++++ SOURCE PASSAGE ++++

Blevins: Hopeful CEOs “Experiencing Corporate Kool-aid Withdrawal”

4/30/2010  CU Times - By Heather Anderson
 
D. Henry Blevins, managing director at Crews & Associates, said credit unions should be concerned unexpected gains from securitized corporate assets would not be returned to their balance sheets.
 
But, he added, it’s a moot point.
 
Blevins called underperforming corporate investments “toxic waste”, and said CEOs expecting gains are “experiencing corporate Kool-aid withdrawal.”
 
The Little Rock, Ark.-based investment banker said his 50-plus credit union clients worry aloud that rising costs of corporate stabilization will prompt “the end of the current credit union era as we know it.”

++++ PROVIDED MATERIAL ++++

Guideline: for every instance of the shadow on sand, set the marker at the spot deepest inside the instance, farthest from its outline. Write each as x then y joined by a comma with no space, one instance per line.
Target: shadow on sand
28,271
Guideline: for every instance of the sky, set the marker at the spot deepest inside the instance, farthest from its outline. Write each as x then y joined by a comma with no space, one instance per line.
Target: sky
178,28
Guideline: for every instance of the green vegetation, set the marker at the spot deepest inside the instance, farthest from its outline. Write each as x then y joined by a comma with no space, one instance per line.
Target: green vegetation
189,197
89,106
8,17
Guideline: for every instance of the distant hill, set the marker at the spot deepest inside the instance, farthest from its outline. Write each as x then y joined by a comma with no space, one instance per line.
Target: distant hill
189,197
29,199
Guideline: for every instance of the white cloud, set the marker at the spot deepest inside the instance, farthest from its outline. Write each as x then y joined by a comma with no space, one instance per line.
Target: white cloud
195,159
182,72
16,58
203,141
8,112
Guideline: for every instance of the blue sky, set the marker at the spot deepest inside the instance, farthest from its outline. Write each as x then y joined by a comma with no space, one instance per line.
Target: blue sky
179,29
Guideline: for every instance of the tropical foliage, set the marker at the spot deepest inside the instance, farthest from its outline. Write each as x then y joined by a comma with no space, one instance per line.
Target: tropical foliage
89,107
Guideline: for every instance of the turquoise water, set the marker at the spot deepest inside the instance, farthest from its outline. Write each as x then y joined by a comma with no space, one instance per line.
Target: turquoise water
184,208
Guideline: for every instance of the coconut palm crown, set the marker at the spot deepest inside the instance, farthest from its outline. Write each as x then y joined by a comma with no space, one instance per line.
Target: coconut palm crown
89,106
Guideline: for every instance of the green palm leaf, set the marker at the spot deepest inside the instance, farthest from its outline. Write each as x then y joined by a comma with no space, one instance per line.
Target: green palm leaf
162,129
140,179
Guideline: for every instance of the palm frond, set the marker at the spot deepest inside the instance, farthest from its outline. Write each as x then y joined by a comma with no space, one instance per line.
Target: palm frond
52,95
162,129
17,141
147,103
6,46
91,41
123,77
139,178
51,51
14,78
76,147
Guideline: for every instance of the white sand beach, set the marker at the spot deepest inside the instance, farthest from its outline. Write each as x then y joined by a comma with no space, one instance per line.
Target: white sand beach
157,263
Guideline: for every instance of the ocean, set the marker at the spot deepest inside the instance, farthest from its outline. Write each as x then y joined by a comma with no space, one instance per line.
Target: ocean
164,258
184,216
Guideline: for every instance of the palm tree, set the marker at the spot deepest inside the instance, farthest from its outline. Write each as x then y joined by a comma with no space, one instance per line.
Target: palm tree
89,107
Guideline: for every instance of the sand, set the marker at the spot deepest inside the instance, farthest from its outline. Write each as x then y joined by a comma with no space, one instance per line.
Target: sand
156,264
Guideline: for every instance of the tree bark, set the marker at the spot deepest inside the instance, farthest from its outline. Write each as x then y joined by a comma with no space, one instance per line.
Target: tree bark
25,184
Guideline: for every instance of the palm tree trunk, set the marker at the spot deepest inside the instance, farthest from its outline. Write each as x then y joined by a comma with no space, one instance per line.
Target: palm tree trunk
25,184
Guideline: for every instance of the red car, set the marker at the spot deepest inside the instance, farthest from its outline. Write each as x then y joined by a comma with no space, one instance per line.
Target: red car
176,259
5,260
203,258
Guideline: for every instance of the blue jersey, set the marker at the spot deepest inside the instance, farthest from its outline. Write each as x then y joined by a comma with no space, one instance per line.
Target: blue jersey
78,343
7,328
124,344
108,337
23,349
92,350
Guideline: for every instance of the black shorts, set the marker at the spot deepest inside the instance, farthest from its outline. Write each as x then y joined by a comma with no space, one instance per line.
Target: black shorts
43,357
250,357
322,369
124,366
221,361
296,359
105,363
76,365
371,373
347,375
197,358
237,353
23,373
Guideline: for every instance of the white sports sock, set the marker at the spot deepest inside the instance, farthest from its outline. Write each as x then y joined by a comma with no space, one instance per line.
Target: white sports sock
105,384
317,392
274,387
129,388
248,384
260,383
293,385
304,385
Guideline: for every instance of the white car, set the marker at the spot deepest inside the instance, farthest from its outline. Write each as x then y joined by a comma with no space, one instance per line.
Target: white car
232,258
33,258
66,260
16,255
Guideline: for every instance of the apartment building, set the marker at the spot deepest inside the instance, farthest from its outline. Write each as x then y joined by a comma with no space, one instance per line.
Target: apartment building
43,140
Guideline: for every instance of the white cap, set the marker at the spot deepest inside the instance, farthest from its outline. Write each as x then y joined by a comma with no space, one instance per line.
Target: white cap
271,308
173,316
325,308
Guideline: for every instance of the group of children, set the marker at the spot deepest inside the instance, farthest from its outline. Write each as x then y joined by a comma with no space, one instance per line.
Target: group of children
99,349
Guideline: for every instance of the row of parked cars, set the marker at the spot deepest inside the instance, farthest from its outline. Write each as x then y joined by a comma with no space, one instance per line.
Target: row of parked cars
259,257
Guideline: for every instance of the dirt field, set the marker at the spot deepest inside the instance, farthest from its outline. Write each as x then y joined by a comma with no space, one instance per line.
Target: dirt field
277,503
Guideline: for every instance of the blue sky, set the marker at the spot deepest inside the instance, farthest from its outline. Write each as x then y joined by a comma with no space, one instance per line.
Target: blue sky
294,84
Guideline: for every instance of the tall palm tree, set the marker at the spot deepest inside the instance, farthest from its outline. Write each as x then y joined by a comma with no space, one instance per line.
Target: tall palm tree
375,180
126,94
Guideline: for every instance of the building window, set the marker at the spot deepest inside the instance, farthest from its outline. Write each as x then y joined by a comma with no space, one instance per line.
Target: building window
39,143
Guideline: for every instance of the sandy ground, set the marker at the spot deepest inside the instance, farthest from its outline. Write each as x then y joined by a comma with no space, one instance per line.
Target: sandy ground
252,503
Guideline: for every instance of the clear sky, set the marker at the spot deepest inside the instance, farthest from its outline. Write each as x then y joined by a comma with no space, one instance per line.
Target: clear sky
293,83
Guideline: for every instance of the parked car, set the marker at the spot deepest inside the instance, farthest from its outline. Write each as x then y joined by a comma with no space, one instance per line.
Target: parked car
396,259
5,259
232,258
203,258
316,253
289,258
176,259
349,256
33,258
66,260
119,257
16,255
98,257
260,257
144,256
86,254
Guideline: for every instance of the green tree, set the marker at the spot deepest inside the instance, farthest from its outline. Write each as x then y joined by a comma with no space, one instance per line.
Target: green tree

++++
++++ PROVIDED MATERIAL ++++

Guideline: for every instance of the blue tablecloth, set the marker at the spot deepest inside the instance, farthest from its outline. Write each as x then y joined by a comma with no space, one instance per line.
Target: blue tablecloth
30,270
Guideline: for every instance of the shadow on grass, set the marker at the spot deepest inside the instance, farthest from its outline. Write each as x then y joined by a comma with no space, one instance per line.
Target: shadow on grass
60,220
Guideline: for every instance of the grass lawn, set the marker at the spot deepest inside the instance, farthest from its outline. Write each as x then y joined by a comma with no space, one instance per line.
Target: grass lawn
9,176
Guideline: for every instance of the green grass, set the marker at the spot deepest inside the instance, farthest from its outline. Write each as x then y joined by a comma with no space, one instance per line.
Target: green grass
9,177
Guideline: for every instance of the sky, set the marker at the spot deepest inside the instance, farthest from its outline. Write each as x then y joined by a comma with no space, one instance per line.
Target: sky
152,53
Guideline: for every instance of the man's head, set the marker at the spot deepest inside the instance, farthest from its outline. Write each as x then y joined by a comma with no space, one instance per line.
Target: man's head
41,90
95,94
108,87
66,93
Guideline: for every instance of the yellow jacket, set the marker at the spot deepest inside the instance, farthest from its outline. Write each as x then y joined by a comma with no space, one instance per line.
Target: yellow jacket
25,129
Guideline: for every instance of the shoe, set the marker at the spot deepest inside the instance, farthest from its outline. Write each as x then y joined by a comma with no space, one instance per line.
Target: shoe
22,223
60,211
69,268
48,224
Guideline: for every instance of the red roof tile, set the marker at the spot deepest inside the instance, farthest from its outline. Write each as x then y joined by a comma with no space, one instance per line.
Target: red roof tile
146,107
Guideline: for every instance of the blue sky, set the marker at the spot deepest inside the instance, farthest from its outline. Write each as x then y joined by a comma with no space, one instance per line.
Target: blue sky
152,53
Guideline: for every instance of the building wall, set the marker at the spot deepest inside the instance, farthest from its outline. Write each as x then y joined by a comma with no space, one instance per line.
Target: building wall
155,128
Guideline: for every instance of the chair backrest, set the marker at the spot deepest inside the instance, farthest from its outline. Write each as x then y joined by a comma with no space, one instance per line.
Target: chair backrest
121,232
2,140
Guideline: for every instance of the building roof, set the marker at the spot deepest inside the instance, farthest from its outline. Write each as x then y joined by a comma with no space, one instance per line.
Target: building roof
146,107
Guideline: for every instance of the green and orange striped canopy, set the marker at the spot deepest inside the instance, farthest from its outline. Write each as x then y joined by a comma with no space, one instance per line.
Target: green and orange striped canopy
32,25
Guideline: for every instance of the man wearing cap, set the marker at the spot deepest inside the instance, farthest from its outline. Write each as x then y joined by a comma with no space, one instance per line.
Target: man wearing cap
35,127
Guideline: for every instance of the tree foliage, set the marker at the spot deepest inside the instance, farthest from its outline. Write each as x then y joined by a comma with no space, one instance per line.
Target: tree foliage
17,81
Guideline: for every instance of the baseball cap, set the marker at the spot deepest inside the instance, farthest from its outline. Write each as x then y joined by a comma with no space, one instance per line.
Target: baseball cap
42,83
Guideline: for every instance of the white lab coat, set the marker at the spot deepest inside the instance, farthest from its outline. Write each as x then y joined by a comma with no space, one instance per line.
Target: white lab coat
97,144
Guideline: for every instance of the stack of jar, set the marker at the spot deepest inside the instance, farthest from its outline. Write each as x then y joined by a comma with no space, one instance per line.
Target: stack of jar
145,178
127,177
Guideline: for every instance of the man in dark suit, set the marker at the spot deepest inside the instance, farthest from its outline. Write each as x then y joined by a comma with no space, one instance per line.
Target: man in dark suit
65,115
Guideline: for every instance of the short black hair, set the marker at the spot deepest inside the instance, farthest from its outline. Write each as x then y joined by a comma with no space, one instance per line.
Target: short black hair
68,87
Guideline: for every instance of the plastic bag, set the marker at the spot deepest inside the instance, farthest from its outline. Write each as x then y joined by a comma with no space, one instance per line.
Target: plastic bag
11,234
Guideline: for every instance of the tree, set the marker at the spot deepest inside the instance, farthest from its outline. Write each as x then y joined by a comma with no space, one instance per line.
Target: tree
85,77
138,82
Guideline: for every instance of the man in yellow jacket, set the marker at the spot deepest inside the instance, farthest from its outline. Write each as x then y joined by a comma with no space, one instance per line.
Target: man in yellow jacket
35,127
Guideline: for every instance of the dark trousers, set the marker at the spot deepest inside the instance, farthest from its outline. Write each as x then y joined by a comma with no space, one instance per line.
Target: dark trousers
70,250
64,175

++++

=== TASK INSTRUCTIONS ===
[A] Reproduce the portion of the credit union article that starts with "D. Henry Blevins, managing" and goes on through "a moot point.".
[B] Pick up the article about credit unions and corporate investment losses after its final sentence and write the next part.

=== RESPONSES BY ITEM NUMBER ===
[A]
D. Henry Blevins, managing director at Crews & Associates, said credit unions should be concerned unexpected gains from securitized corporate assets would not be returned to their balance sheets.
 
But, he added, it’s a moot point.

[B]
“The NCUA is between a rock and a hard place,” he said, because half of all federally insured credit unions reported negative net income as of 2009 year-end. The burden of corporate losses is already too great for credit unions to carry, he said.

 “The not-for-profit credit union charter is remarkable, but many credit unions can no longer afford the costs associated with being not-for-profit,” he said. “The NCUA was present at both WesCorp and U.S. Central. Now NCUA must engage in some creative accounting and a ‘bad asset’ bank to hide the unintended consequences of their failure to adequately monitor and examine the corporates.”